Rows from a labeling collection:

================

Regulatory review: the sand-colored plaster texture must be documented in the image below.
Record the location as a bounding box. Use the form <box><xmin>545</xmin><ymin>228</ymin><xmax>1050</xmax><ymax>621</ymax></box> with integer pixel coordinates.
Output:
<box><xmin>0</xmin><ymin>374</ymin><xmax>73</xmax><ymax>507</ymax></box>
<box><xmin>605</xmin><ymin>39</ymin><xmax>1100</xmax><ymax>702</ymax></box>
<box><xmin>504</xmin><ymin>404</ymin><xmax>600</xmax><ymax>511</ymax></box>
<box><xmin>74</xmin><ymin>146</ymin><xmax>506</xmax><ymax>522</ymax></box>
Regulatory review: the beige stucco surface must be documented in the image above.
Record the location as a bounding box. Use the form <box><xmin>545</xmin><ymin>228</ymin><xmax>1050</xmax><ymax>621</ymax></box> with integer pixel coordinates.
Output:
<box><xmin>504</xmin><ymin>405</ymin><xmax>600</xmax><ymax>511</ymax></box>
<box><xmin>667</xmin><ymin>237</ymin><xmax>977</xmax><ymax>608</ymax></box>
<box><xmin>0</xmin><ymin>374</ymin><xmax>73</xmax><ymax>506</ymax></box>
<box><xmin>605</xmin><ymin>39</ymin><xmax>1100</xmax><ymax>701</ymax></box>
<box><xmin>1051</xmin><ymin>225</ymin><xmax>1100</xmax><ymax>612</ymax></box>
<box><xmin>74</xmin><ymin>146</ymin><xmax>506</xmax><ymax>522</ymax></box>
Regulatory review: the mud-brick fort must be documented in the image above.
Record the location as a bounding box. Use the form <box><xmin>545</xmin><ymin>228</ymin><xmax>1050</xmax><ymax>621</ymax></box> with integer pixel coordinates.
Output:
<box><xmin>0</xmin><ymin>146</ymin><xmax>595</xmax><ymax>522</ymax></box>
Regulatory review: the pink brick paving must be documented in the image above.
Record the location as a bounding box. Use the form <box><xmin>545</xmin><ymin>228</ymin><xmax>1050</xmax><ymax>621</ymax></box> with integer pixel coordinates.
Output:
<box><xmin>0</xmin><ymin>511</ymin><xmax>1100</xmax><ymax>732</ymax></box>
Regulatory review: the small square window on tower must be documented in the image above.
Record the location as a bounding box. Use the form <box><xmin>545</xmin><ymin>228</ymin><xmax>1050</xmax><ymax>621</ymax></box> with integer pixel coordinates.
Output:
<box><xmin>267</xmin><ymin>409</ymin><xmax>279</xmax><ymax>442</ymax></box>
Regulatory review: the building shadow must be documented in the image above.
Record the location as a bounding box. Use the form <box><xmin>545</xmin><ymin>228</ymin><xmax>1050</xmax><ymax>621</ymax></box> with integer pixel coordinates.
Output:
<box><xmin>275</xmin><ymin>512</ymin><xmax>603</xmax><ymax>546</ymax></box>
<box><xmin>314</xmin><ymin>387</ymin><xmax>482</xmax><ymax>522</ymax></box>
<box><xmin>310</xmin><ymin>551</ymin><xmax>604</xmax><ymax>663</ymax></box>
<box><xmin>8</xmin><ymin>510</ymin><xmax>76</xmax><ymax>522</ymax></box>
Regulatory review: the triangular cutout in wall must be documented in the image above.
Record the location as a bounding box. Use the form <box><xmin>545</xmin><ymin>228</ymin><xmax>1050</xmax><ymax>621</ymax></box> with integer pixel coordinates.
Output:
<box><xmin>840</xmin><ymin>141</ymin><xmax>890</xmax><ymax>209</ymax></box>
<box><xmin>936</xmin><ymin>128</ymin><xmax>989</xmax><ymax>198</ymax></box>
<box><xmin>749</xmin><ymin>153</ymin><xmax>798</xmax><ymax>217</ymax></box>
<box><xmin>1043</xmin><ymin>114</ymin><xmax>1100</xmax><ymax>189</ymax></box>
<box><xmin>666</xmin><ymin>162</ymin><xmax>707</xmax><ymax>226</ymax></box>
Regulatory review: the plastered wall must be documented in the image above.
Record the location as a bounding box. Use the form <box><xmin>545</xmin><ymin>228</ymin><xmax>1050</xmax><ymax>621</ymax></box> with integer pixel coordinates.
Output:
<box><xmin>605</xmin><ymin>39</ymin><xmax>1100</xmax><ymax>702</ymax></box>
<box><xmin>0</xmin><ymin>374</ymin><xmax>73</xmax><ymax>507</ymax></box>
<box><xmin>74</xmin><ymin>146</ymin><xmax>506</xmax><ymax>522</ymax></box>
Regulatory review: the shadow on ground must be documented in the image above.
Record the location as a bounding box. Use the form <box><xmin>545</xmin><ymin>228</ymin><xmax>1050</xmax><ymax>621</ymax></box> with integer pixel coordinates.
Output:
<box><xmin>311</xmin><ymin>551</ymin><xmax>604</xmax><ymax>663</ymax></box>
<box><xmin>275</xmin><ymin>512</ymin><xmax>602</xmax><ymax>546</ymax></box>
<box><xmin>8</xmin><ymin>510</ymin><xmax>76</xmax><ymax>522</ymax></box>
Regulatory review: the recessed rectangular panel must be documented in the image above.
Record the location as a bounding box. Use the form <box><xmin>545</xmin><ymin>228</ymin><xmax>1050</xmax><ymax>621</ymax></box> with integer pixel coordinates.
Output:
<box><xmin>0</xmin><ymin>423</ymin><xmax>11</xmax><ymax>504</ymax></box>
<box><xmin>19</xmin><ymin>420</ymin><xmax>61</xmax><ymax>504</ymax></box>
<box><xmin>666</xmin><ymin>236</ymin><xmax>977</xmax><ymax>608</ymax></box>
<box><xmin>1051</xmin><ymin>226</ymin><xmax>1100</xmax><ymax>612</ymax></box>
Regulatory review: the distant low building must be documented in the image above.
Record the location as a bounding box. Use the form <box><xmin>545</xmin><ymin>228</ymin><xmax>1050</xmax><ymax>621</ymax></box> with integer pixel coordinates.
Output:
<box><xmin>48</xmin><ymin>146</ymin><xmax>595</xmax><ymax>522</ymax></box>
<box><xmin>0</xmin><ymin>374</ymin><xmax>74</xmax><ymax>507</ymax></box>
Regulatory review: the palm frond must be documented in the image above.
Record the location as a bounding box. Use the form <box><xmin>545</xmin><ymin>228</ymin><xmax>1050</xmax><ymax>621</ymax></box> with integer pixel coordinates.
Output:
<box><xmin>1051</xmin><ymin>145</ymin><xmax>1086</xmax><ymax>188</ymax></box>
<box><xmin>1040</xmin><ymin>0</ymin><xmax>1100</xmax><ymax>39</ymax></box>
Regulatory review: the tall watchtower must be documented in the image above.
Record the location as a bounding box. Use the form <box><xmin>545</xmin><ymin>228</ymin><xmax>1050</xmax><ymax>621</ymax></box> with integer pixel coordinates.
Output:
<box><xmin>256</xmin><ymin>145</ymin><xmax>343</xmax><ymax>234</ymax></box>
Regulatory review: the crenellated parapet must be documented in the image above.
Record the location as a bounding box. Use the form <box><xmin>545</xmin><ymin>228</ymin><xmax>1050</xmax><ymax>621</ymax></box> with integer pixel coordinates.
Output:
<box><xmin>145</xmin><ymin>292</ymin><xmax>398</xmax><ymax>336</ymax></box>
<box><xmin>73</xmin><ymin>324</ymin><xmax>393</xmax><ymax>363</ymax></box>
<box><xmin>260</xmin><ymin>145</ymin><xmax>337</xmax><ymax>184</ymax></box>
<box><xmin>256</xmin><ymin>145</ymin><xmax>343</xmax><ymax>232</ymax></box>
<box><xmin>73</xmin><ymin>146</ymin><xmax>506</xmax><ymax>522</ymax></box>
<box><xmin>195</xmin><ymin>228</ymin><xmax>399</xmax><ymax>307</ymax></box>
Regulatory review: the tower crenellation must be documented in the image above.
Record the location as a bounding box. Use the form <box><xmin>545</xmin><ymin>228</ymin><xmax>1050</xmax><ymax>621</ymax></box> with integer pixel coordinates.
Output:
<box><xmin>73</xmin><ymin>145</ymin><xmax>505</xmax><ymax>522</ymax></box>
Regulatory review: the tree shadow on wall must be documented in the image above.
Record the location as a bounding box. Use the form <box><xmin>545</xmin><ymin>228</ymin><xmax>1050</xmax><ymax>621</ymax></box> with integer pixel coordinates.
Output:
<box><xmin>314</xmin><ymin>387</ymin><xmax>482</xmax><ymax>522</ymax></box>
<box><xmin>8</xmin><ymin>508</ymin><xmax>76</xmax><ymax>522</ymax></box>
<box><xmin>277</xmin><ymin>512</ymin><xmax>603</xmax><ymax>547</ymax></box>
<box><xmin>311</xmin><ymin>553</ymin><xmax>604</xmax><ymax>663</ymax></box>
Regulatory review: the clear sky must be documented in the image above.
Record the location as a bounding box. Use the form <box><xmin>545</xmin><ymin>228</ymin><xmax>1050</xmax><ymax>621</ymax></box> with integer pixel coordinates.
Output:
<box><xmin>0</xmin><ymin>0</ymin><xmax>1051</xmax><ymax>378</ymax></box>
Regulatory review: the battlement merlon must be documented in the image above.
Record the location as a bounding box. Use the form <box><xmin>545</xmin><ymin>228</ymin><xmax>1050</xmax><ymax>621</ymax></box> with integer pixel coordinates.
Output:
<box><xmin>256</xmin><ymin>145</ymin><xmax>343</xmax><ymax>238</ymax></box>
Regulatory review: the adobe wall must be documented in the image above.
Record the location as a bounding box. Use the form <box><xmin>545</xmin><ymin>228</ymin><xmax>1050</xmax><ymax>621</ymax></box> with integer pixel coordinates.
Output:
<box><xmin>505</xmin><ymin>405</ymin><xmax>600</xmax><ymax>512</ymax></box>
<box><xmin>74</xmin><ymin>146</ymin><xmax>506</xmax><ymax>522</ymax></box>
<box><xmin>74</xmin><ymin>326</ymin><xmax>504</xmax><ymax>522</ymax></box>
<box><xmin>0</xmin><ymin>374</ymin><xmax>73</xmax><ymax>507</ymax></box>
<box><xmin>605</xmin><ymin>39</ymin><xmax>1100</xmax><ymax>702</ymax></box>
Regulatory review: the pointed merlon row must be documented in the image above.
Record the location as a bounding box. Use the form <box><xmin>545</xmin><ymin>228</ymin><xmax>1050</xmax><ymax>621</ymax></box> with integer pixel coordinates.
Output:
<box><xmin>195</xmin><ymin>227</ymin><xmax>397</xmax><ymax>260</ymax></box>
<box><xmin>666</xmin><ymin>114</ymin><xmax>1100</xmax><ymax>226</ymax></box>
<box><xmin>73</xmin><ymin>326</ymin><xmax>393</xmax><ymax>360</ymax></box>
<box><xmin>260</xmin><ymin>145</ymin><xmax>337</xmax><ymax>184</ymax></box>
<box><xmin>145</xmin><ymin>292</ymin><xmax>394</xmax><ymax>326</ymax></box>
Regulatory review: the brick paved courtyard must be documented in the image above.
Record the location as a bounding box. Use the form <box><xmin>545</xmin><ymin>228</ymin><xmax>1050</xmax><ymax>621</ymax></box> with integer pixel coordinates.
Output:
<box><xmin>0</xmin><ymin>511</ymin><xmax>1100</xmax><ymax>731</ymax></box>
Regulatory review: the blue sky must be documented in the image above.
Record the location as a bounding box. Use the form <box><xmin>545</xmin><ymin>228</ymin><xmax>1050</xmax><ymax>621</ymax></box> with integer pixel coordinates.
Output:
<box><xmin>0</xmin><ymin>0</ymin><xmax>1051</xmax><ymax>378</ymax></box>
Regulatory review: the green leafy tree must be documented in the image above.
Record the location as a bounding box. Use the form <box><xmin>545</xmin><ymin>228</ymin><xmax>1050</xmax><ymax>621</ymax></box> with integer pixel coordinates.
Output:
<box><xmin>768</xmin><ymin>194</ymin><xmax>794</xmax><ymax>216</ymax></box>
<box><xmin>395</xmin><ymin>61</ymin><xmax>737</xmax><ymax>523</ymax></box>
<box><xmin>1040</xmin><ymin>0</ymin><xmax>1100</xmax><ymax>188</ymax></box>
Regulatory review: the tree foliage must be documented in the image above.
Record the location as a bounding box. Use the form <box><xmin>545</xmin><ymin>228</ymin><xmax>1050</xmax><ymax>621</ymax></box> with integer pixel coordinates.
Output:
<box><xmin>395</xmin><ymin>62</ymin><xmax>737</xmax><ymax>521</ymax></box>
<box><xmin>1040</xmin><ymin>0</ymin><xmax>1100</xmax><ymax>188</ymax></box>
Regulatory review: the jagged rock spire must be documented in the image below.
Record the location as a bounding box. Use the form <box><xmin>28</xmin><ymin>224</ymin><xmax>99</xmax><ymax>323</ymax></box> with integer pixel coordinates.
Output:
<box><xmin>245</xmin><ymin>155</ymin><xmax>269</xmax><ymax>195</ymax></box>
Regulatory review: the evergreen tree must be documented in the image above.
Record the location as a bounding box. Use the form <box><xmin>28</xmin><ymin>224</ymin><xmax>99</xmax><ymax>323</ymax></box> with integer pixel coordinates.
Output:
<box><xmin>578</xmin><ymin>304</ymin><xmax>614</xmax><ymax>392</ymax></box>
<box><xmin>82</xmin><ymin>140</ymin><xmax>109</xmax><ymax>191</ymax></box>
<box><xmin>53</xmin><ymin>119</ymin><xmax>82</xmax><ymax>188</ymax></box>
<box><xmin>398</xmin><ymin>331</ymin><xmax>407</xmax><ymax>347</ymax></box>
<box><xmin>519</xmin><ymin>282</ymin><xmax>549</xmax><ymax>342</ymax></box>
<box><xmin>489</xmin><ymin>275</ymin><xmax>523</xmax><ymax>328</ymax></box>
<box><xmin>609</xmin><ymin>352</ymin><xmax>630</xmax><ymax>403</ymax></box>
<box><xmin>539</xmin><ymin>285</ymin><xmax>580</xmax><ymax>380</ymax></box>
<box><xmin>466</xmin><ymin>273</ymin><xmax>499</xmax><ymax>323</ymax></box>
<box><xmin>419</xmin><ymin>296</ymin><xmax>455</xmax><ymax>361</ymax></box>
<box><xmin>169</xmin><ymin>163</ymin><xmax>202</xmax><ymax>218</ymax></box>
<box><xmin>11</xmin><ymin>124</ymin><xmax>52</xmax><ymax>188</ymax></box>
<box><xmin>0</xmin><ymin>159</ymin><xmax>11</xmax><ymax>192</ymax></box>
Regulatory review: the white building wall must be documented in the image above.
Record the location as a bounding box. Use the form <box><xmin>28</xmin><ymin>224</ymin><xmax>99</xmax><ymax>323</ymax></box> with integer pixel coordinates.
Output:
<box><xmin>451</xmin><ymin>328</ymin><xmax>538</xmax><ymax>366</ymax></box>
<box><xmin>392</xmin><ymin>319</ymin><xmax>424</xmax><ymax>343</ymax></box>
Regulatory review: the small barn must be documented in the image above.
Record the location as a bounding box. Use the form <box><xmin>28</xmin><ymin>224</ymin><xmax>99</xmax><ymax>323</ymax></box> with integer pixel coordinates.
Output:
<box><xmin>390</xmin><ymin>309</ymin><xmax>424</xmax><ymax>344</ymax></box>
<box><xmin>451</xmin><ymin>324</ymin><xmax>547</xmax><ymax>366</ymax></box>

================

= Short exercise =
Rewrite the rows from the one containing "Regulatory review: the evergreen" through the last row, swapping every "Regulatory review" for "Compliance audit" and keeping everything else unchanged.

= Exercise answer =
Compliance audit: the evergreen tree must be documented in the image above.
Record the location as a bounding box. Use the form <box><xmin>28</xmin><ymin>224</ymin><xmax>99</xmax><ymax>323</ymax></box> with integer pixel coordinates.
Output:
<box><xmin>578</xmin><ymin>304</ymin><xmax>614</xmax><ymax>392</ymax></box>
<box><xmin>82</xmin><ymin>140</ymin><xmax>109</xmax><ymax>191</ymax></box>
<box><xmin>53</xmin><ymin>119</ymin><xmax>82</xmax><ymax>188</ymax></box>
<box><xmin>398</xmin><ymin>331</ymin><xmax>407</xmax><ymax>347</ymax></box>
<box><xmin>519</xmin><ymin>282</ymin><xmax>549</xmax><ymax>342</ymax></box>
<box><xmin>489</xmin><ymin>275</ymin><xmax>523</xmax><ymax>328</ymax></box>
<box><xmin>609</xmin><ymin>352</ymin><xmax>630</xmax><ymax>403</ymax></box>
<box><xmin>539</xmin><ymin>285</ymin><xmax>580</xmax><ymax>380</ymax></box>
<box><xmin>466</xmin><ymin>273</ymin><xmax>499</xmax><ymax>323</ymax></box>
<box><xmin>419</xmin><ymin>296</ymin><xmax>455</xmax><ymax>361</ymax></box>
<box><xmin>169</xmin><ymin>163</ymin><xmax>202</xmax><ymax>218</ymax></box>
<box><xmin>11</xmin><ymin>124</ymin><xmax>52</xmax><ymax>188</ymax></box>
<box><xmin>0</xmin><ymin>159</ymin><xmax>11</xmax><ymax>192</ymax></box>
Compliance audit: the white building wall must be documented in the image above.
Record the location as a bounding box. Use the form <box><xmin>28</xmin><ymin>224</ymin><xmax>99</xmax><ymax>323</ymax></box> with integer pixel coordinates.
Output:
<box><xmin>451</xmin><ymin>328</ymin><xmax>538</xmax><ymax>366</ymax></box>
<box><xmin>392</xmin><ymin>319</ymin><xmax>424</xmax><ymax>343</ymax></box>
Compliance audit: the small barn must be documented in the image above.
Record the location as a bounding box. Use the form <box><xmin>28</xmin><ymin>224</ymin><xmax>99</xmax><ymax>323</ymax></box> with integer pixel coordinates.
Output:
<box><xmin>390</xmin><ymin>309</ymin><xmax>424</xmax><ymax>344</ymax></box>
<box><xmin>451</xmin><ymin>324</ymin><xmax>547</xmax><ymax>366</ymax></box>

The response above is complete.